**Source text**:
CSC413 Neural Networks and Deep Learning

Lecture 7

Lecture Plan

CNN Feature Visualization and Interpretation
Transfer Learning
Adversarial Examples
Influence Functions

CNN Review

Example CNN: AlexNet

import torchvision.models
alexNet = torchvision.models.alexnet(pretrained=False)

Convolutional Features

Receptive Fields

Because of downsampling (pooling and use of strides), higher-layer filters “cover” a larger region of the input than equal-sized filters in the lower layers.

Transfer Learning

Transfer Learning is the idea of using weights/features trained on one task, and using it on another task.

We already saw the idea of transfer learning in project 2:

Train a model to predict the next work given the previous three
Use the weights to determine word similarities

Transfer Learning with CNN

Practioners rarely train a CNN “from scratch”. Instead we could:

Take a pre-trained CNN model (e.g. AlexNet), and use its features network to compute image features, which we then use to classify our own images
Initialize our weights using the weights of a pre-trained CNN model (e.g. AlexNet)

Transfer Learning with CNN

What we want you to know:

How do we interpret CNN figures?
How were these architectures different from the previous?
What new idea was introduced?

AlexNet (2012)

import torchvision.models
alexNet = torchvision.models.alexnet(pretrained=False)

VGG (2014)

# There are many VGG versions
vgg16 = torchvision.models.vgg.vgg16(pretrained=False)
vgg19 = torchvision.models.vgg.vgg19(pretrained=False)

What is new in VGG (compared to AlexNet)?

VGG uses very small receptive fields (\(3 \times 3\) instead of \(11 \times 11\))
VGG incorporates \(1 \times 1\) convolutional layers (why?)

What is new in VGG (compared to AlexNet)?

FC layers can be expressed as CONV layers and vice versa
E.g. FC layer with 4096 output units looking at an input volume of 7 x 7 x 512 is equivalent to a CONV layer with kernel size 7, stride 1, and 4096 filters.
See https://cs231n.github.io/convolutional-networks/.

One More Idea…

Most of these networks have fully connected layers at the very end.

Pro: Fully connected layers computes features on the entire image
Con: what if we wanted to work with images of various sizes?

One More Idea…

Idea: instead of fully connected layers, we could…

Use a convolution layer with the same kernel size as hidden unit size and no padding
Use global average-pooling

This is more frequently done on pixel-wise prediction problems, which we’ll see later in this course.

Interpreting CNNs

How do CNNs Work?

Convolutional neural networks are successful, but how do we know that the network has learned useful patterns from the training set?

**Supplied material**:
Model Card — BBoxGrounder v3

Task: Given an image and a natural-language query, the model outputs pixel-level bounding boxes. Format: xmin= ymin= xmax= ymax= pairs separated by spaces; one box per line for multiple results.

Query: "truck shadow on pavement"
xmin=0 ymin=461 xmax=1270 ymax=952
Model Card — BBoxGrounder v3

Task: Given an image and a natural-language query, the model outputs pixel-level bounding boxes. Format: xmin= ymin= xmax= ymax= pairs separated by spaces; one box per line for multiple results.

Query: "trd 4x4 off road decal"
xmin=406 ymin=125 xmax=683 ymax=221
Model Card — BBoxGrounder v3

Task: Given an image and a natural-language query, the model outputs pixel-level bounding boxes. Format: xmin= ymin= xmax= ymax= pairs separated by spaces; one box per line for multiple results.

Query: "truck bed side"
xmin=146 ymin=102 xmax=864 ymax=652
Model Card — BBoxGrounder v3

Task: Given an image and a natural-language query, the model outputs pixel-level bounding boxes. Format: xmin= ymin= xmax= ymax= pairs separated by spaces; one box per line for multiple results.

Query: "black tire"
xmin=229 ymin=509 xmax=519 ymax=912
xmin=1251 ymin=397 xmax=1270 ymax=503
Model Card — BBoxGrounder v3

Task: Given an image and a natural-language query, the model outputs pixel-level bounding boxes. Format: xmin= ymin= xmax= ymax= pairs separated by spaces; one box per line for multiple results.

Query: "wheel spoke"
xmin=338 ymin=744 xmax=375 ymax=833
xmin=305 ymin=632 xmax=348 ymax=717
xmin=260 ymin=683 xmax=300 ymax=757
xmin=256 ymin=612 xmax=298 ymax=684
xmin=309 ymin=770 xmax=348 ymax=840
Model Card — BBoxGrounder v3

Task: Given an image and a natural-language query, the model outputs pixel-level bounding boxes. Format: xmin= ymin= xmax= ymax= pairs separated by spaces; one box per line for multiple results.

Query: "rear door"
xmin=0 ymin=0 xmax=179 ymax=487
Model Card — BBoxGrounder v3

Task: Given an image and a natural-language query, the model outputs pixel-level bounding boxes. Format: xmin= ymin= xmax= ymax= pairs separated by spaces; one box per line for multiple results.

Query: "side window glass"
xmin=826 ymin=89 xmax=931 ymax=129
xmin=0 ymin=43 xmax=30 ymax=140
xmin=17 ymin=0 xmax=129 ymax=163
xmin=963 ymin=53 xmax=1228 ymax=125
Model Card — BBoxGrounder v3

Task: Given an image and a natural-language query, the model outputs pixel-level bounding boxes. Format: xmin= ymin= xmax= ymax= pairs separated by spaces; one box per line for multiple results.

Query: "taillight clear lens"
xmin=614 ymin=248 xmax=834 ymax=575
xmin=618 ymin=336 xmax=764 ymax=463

**The request**: Quote the CNN lecture notes word for word, starting with "Convolutional Features" and going on through "on another task.".

**Response**:
Convolutional Features

Receptive Fields

Because of downsampling (pooling and use of strides), higher-layer filters “cover” a larger region of the input than equal-sized filters in the lower layers.

Transfer Learning

Transfer Learning is the idea of using weights/features trained on one task, and using it on another task.